* **WORKING DATA**
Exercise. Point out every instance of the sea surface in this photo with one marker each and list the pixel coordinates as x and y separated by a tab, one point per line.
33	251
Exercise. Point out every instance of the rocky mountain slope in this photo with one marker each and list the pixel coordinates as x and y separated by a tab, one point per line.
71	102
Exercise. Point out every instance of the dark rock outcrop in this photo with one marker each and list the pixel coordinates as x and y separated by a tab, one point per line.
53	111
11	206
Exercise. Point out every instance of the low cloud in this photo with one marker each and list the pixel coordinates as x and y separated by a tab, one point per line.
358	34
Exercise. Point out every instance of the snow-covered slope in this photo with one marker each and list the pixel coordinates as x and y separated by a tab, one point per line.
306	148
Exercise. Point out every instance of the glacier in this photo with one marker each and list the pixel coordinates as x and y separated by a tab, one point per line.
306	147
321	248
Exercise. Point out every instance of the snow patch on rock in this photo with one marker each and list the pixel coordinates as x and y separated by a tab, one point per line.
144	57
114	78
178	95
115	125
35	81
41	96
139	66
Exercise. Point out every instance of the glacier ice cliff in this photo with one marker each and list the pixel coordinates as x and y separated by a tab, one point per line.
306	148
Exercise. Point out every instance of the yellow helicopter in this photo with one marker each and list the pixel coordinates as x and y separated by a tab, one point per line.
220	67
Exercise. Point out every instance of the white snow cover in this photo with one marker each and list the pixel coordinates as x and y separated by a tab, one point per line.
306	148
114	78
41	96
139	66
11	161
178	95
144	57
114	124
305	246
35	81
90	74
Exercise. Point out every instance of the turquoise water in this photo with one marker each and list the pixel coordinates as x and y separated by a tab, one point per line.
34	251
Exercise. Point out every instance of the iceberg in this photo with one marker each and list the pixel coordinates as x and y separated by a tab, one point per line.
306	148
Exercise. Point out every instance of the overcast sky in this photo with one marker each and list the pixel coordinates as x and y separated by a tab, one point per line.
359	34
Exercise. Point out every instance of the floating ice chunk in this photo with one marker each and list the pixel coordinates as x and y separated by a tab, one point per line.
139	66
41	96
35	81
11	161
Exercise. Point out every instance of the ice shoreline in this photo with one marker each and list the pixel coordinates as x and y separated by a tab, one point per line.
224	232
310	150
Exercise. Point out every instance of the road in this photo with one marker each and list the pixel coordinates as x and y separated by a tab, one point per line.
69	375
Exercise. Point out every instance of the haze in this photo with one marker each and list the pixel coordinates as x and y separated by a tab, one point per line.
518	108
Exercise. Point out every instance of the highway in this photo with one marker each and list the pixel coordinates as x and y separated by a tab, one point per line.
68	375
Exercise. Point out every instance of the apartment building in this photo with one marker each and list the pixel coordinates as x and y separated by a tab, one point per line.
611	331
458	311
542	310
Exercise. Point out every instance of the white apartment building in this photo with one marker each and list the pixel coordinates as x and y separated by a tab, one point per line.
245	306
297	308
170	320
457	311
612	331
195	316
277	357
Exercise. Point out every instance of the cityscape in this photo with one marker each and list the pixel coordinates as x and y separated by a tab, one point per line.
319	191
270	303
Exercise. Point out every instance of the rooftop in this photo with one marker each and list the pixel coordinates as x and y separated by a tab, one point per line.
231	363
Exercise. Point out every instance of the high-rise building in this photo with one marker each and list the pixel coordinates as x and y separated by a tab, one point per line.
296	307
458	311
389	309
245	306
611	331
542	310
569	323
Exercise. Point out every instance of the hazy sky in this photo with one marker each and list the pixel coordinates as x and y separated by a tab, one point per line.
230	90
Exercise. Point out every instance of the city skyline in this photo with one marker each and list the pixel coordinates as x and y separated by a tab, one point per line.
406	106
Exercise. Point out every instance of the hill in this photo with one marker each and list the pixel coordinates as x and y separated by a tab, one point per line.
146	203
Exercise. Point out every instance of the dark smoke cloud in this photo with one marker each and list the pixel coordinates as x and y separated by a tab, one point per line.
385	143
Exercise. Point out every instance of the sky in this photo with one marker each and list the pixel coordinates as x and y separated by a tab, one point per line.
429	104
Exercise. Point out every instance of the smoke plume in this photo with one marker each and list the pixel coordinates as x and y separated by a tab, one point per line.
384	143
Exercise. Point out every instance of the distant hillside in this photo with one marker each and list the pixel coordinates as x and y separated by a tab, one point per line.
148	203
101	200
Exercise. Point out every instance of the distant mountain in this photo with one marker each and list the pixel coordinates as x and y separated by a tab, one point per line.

* **PROBLEM DESCRIPTION**
Give back the data above exactly as it appears.

* **FINAL ANSWER**
Exercise. Point out every instance of the sea surface in this photo with one marker each and list the pixel coordinates as x and y separated by a tab, one point per line.
33	251
Exercise. Point out every instance of the rocky mountain slope in this photo with one marker each and list the pixel coordinates as x and y separated by a tab, one point per line.
71	102
Exercise. Point out every instance of the dark rock outcrop in this photo with one marker each and list the pixel coordinates as x and y separated by a tab, one point per line.
53	111
11	206
Exercise. Point out every instance of the low cloud in this photo with one marker each and list the pixel coordinates as x and y separated by a tab, one point per line.
358	34
Exercise. Point out every instance of the snow-covered slope in this photo with one marker each and list the pixel coordinates as x and y separated by a tab, one point per line.
306	148
Exercise. Point out every instance of the glacier in this photo with one marker each and list the pixel coordinates as x and y separated by a tab, one point per line.
306	147
321	248
Exercise. Point out every instance of the snow patch on rock in this photo with one marker each and list the pixel coordinates as x and y separated by a tab, one point per line.
144	57
114	78
178	95
115	125
35	81
41	96
139	66
Exercise. Point out every instance of the glacier ice cliff in this photo with one marker each and list the pixel coordinates as x and y separated by a tab, one point per line.
306	148
Exercise. Point out every instance of the yellow helicopter in this photo with one marker each and list the pixel coordinates as x and y separated by a tab, one point per line.
220	67
Exercise. Point out every instance of the white snow cover in this photo with one marker each and list the pixel coordinates as x and y separated by a tab, one point per line.
306	148
114	78
41	96
139	66
11	161
178	95
144	57
114	124
305	246
35	81
90	74
Exercise. Point out every instance of the turquoise water in this photo with one marker each and list the pixel coordinates as x and y separated by a tab, one point per line.
34	251
Exercise. Point out every instance of the iceberg in this photo with one marker each and list the pixel coordinates as x and y separated by a tab, one point per line.
306	148
Exercise. Point out every instance of the overcast sky in this photo with one marker each and list the pixel coordinates as x and y separated by a tab, one point per line.
359	34
Exercise. Point out every instance of the floating ice chunk in this photo with one marker each and list the pixel coordinates as x and y separated by a tab, one point per line.
139	66
41	96
35	81
11	161
Exercise. Point out every instance of the ice shoreline in this photo with one marker each and list the pixel coordinates as x and y separated by a tab, one point per line.
224	232
310	150
Exercise. Point out every instance of the road in this photo with one marker each and list the pixel coordinates as x and y separated by a tab, one point per line.
69	375
Exercise. Point out every instance of the haze in this photo with one marker each and list the pixel coordinates as x and y separated by a tab, one point per line.
518	108
Exercise. Point out every instance of the highway in this photo with one marker each and list the pixel coordinates as x and y separated by a tab, one point per line.
68	375
Exercise. Point out every instance of the apartment building in this photo with one marker each and list the pixel coordinates as x and y separated by a tab, one point per line.
611	331
458	311
542	310
Exercise. Point out every instance of the white apartment building in this photo with one marker each and list the pixel coordinates as x and y separated by a tab, one point per line.
245	306
297	308
170	320
457	311
612	331
195	316
277	357
Exercise. Point out every instance of the cityscape in this photo with one marker each and list the pixel coordinates as x and y separated by a tab, one point per line.
319	191
270	303
Exercise. Point out every instance of the rooftop in this photo with one marker each and list the pixel coordinates as x and y separated by a tab, one point per line.
231	363
Exercise. Point out every instance of the high-rise building in this photo with one marker each and list the pixel coordinates as x and y separated by a tab, one point per line.
296	307
458	311
389	309
245	306
611	331
542	310
569	323
Exercise. Point out every instance of the hazy sky in this photo with one marker each and list the pixel coordinates as x and y separated by a tab, one point per line.
230	90
Exercise. Point out every instance of the city skyline in this photo with one marker each and list the pixel coordinates as x and y separated by a tab, one point per line.
406	106
Exercise. Point out every instance of the hill in this photo with one marker each and list the pixel coordinates as x and y separated by a tab, one point per line.
146	203
Exercise. Point out every instance of the dark smoke cloud in this photo with one marker each and list the pixel coordinates as x and y separated by a tab, one point per line.
385	143
Exercise. Point out every instance of the sky in this photo with one marker each and list the pixel coordinates as x and y separated by a tab, one point per line.
429	104
Exercise. Point out every instance of the smoke plume in this photo with one marker each and list the pixel coordinates as x and y separated by a tab, one point per line.
384	143
Exercise. Point out every instance of the distant hillside in this photo with one marker each and list the pixel coordinates as x and y separated by a tab, one point per line.
148	203
101	200
Exercise. Point out every instance of the distant mountain in this photo with one marker each and list the pixel coordinates as x and y separated by a tab, one point per line.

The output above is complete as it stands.